**Stated goal**. Below is a set of records; print all of them exactly as written.

Excerpts of location labeling data:
------------------------------

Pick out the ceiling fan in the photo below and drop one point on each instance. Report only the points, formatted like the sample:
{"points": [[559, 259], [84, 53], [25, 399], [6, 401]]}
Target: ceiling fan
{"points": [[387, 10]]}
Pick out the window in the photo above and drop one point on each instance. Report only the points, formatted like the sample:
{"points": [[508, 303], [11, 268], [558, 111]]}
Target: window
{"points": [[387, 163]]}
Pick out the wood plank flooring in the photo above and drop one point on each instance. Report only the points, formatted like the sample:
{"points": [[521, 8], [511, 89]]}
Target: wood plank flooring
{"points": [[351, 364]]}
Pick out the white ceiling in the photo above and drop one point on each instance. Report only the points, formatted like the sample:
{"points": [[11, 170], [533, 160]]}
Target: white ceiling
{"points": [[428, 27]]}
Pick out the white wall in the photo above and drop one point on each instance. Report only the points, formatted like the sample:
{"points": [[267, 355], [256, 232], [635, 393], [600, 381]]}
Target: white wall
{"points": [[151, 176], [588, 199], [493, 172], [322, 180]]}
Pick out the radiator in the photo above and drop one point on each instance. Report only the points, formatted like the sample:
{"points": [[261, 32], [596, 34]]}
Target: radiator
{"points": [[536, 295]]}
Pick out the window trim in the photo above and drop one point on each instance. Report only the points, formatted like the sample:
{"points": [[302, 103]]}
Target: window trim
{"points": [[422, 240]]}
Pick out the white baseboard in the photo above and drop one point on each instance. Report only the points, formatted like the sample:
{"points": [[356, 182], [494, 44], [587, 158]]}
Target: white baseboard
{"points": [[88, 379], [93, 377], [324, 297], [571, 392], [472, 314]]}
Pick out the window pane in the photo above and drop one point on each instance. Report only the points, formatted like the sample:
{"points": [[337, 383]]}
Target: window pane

------------------------------

**Full solution**.
Pick out the ceiling fan in the photo below and drop one point on each instance. Report only the points, formatted like the sample:
{"points": [[559, 259], [84, 53], [25, 399], [6, 401]]}
Target: ceiling fan
{"points": [[387, 10]]}
Pick out the window in the photo above and drop one point on each instance. Report only the points, formatted like the sample:
{"points": [[508, 303], [11, 268], [558, 111]]}
Target: window
{"points": [[387, 163]]}
Pick out the wood plank flooring in the photo above and drop one point on each instance. Report only the points, formatted like the sample:
{"points": [[521, 8], [511, 89]]}
Target: wood plank flooring
{"points": [[351, 364]]}
Pick out the white ceiling in the photo above and drop one point on each instance. Report only the points, formatted like the sample:
{"points": [[11, 170], [533, 160]]}
Target: white ceiling
{"points": [[428, 27]]}
Pick out the white wall in the photo above and drop one point on each instance. Report only the points, formatted like the sample:
{"points": [[267, 355], [256, 232], [635, 393], [600, 381]]}
Target: white wall
{"points": [[151, 176], [588, 199], [493, 172], [322, 180]]}
Pick out the radiator in the photo above and drop one point on each instance. Report only the points, formatted like the sample:
{"points": [[261, 32], [596, 34]]}
Target: radiator
{"points": [[536, 295]]}
Pick out the window trim in the photo above and drop one point on each instance. Report only the points, formatted like the sample:
{"points": [[302, 103]]}
Target: window trim
{"points": [[422, 240]]}
Pick out the white baseboard in the photo above and drop one point on each instance. Report only the points, formatted like the sample:
{"points": [[356, 182], [494, 44], [587, 158]]}
Target: white baseboard
{"points": [[88, 379], [93, 377], [324, 297], [571, 392], [472, 314]]}
Pick out the window pane in the photo above and drop one point on each instance. Report only the points, formatted like the sample:
{"points": [[337, 383]]}
Target: window pane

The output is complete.